══ THE DATA
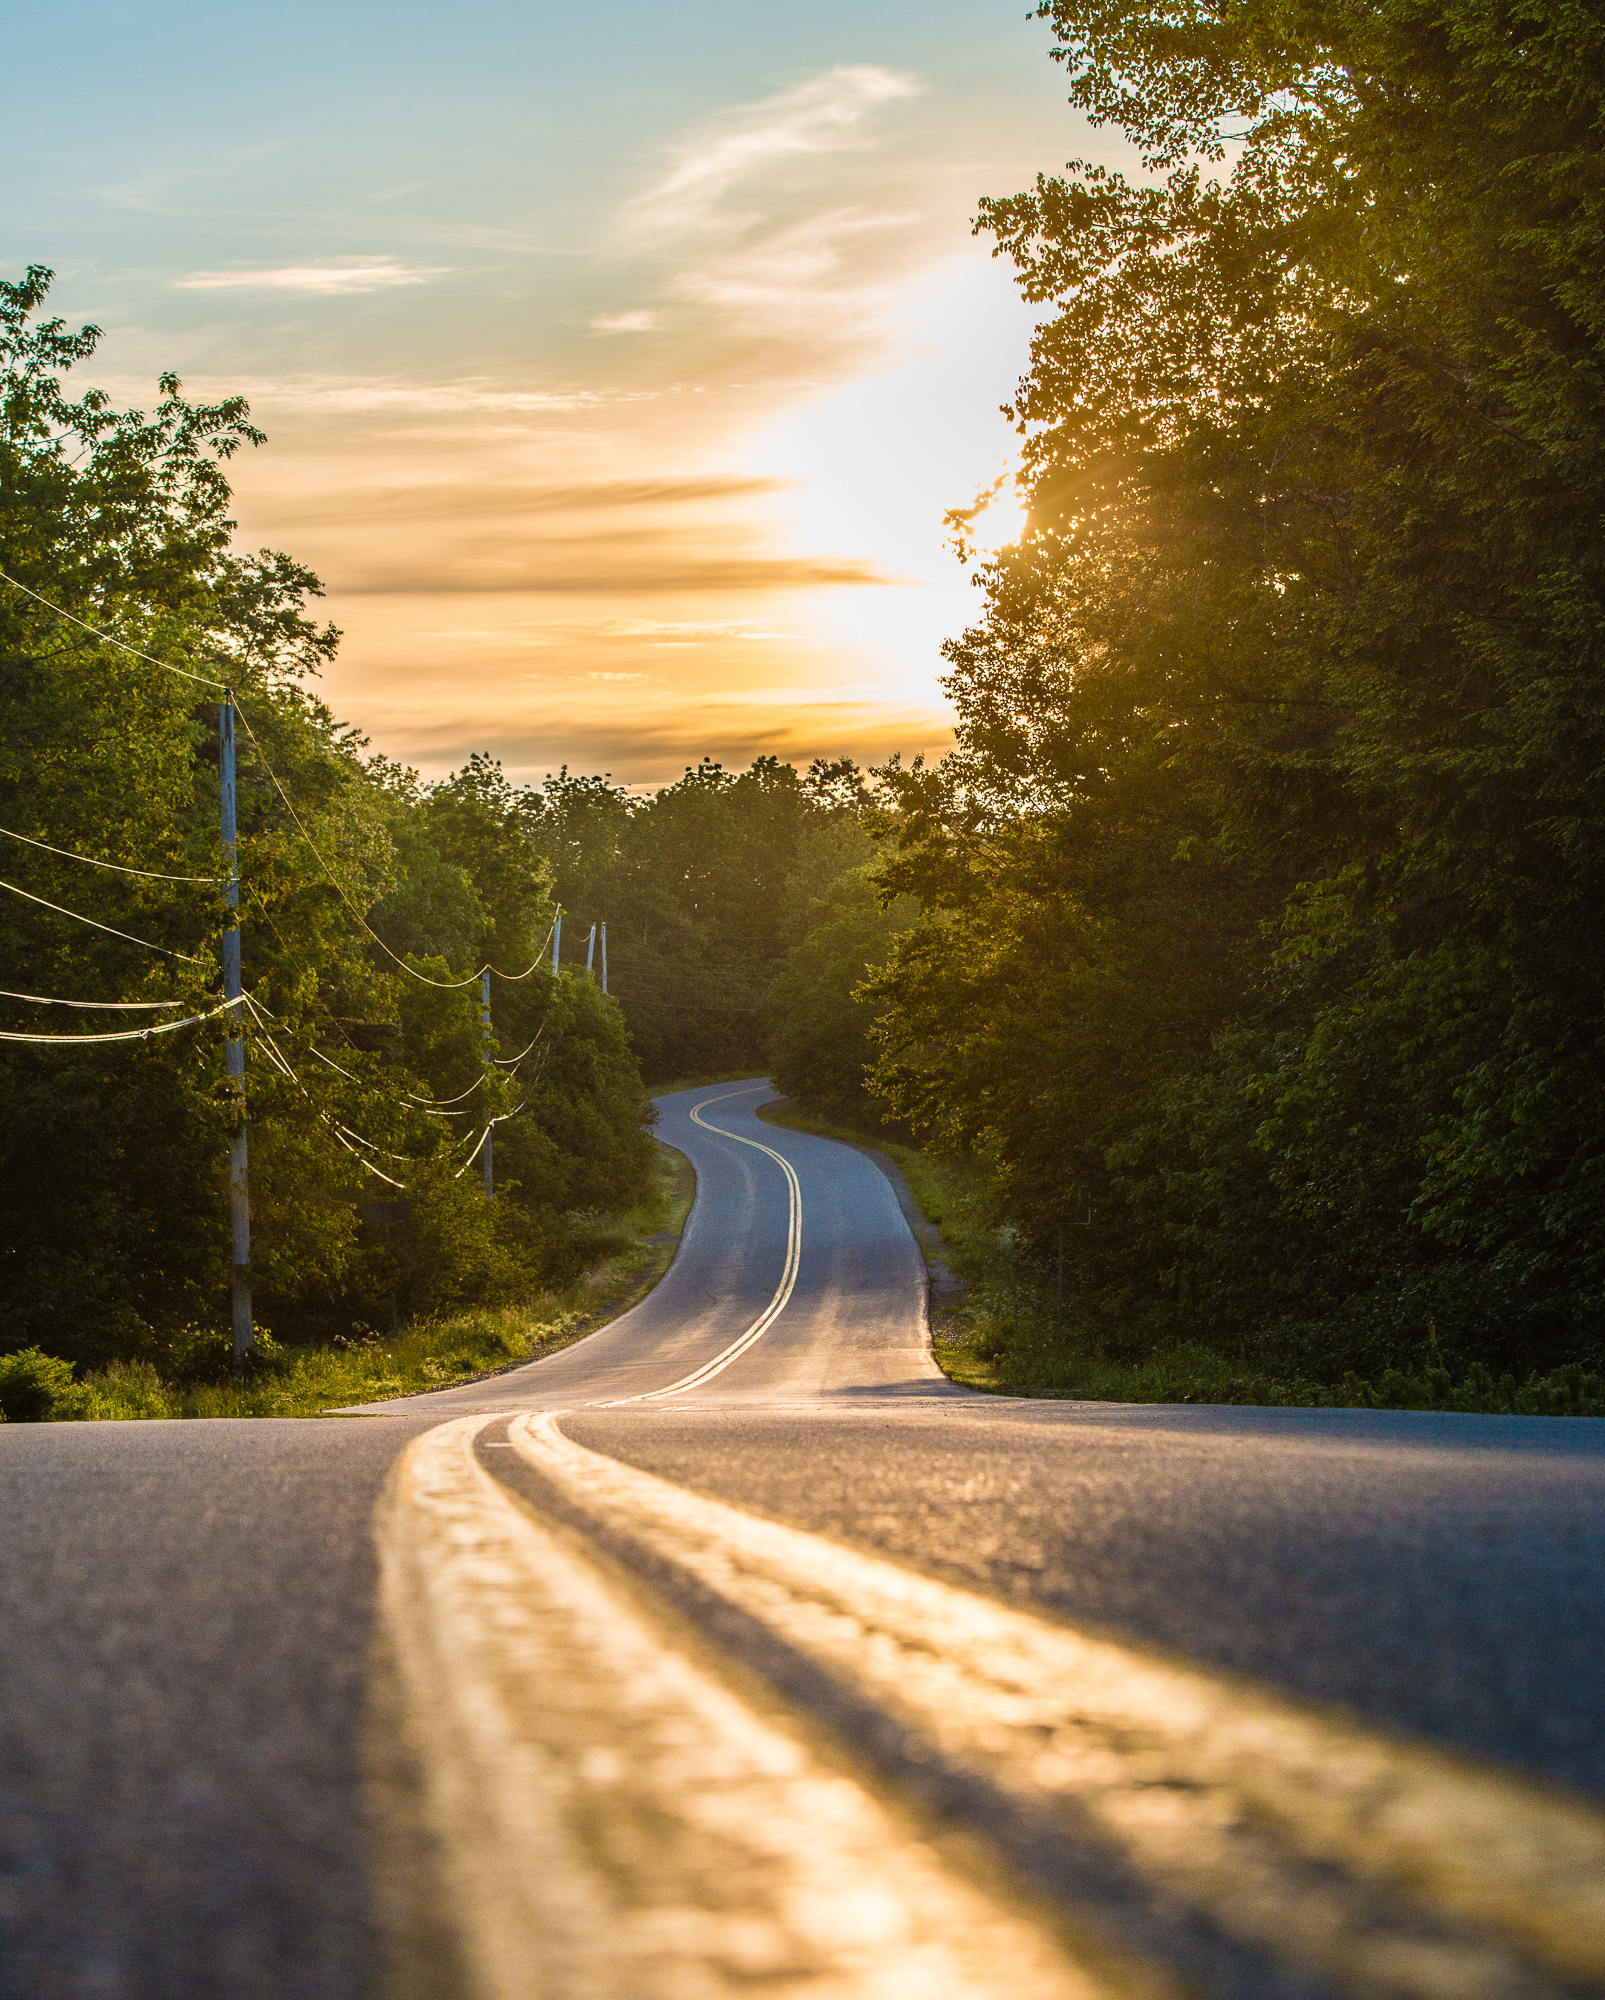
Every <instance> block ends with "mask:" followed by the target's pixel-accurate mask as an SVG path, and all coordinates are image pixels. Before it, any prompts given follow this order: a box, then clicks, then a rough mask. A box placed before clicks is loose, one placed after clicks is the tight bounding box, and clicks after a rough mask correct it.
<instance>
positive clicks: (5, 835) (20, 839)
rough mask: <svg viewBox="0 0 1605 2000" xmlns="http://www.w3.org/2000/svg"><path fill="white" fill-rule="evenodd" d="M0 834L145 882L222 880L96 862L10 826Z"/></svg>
mask: <svg viewBox="0 0 1605 2000" xmlns="http://www.w3.org/2000/svg"><path fill="white" fill-rule="evenodd" d="M0 834H4V836H6V840H20V842H22V844H24V846H28V848H40V850H42V852H44V854H60V856H62V860H68V862H82V864H84V866H86V868H110V870H112V872H114V874H136V876H144V880H146V882H222V876H164V874H156V870H154V868H124V866H122V862H98V860H96V858H94V856H92V854H74V852H72V848H52V846H50V842H48V840H30V838H28V834H14V832H12V830H10V826H0Z"/></svg>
════
*ACTION ITEM*. Copy the material verbatim. The pictures are not part of the copy.

*REPLY TO THE EXERCISE*.
Every <instance> block ends with "mask:" followed by the target's pixel-accurate mask as an SVG path, and all coordinates are image pixels. Before it, any prompts given follow this order: a box, then clicks, then a rough mask. A box placed before clicks is loose, one placed after clicks is the tight bounding box, and clicks after a rough mask correct it.
<instance>
positive clicks: (5, 835) (20, 839)
rough mask: <svg viewBox="0 0 1605 2000" xmlns="http://www.w3.org/2000/svg"><path fill="white" fill-rule="evenodd" d="M0 834L145 882L222 880L96 862L10 826Z"/></svg>
mask: <svg viewBox="0 0 1605 2000" xmlns="http://www.w3.org/2000/svg"><path fill="white" fill-rule="evenodd" d="M0 834H4V836H6V840H20V842H22V844H24V846H28V848H40V850H42V852H44V854H60V856H62V860H68V862H82V864H84V866H86V868H110V870H112V872H114V874H136V876H144V880H146V882H222V876H164V874H156V870H154V868H124V866H122V862H98V860H96V858H94V856H92V854H74V852H72V848H52V846H50V842H48V840H30V838H28V834H14V832H12V830H10V826H0Z"/></svg>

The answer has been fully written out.